» **Exercise task**
Copy each of the following items word for word, keeping every line unchanged.

[start of Listed records]

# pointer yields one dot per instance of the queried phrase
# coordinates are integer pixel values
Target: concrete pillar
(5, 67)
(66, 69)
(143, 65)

[end of Listed records]

» **Problem solution**
# pointer yields one dot per instance of the queried phrase
# coordinates are integer pixel values
Target: concrete pillar
(5, 67)
(66, 69)
(143, 65)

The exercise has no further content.